▸ **EXERCISE DIRECTIONS**
Rewrite everything from the line containing "Could you point to the dark ceiling" down to the line containing "point(1159, 137)", swapping "dark ceiling" for "black ceiling" and leaving the rest untouched.

● ● ● ●

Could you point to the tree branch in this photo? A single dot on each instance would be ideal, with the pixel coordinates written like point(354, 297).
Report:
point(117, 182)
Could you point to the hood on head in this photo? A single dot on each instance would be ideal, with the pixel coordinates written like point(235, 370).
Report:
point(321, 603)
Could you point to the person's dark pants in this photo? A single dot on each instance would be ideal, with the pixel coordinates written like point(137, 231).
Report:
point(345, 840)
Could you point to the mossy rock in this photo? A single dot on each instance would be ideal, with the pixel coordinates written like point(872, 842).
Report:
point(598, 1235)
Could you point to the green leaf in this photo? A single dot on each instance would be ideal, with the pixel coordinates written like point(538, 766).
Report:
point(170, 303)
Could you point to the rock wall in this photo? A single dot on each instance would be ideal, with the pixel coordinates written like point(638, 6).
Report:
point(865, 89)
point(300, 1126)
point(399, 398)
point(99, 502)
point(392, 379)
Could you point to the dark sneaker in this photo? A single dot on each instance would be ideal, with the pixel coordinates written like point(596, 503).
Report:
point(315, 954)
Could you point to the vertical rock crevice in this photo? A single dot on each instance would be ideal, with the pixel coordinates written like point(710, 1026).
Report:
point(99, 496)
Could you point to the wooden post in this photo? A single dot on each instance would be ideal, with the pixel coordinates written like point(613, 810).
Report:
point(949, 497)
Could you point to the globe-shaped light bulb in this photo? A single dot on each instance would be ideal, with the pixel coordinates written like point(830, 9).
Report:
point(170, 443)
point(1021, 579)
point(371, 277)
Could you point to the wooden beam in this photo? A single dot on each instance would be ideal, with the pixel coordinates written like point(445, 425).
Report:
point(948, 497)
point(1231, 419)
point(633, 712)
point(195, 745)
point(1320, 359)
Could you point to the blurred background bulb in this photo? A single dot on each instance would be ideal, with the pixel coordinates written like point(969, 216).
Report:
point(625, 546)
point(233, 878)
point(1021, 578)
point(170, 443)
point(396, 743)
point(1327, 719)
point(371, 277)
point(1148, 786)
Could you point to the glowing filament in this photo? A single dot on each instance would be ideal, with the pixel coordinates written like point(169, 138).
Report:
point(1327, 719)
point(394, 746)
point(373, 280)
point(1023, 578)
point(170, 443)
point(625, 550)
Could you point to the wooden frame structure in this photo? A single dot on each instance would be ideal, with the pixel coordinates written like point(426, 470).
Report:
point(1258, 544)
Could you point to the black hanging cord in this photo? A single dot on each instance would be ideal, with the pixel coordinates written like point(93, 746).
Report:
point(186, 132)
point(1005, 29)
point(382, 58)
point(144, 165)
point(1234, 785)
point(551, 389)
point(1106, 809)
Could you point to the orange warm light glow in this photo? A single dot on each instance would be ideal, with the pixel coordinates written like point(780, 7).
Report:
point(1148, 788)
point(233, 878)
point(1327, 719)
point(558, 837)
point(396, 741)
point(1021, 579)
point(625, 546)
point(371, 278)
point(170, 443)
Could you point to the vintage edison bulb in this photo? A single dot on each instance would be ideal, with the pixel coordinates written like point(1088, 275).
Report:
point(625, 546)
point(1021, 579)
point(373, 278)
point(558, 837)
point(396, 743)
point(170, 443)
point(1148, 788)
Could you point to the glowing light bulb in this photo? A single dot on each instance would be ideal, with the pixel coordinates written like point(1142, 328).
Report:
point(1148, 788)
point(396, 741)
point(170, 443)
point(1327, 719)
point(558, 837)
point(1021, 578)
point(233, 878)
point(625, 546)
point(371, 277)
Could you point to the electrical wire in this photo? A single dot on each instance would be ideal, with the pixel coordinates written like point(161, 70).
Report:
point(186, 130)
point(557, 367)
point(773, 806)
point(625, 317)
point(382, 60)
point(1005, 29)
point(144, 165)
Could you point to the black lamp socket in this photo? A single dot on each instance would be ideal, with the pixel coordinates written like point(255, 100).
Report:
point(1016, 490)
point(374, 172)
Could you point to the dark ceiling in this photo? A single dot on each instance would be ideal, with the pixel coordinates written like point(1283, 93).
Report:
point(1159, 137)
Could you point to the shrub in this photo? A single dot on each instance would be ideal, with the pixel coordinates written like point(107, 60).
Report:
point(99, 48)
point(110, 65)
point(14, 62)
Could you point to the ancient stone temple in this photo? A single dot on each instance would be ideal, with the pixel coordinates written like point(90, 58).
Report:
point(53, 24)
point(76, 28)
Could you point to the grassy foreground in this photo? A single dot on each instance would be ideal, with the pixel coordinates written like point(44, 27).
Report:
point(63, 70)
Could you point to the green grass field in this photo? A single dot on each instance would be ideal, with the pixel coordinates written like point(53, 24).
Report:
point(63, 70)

● ● ● ●

▸ **TASK ANSWER**
Could you point to the black ceiling in this photo? A single dot on each instance would be ideal, with the pixel coordinates written like point(1283, 93).
Report:
point(1159, 137)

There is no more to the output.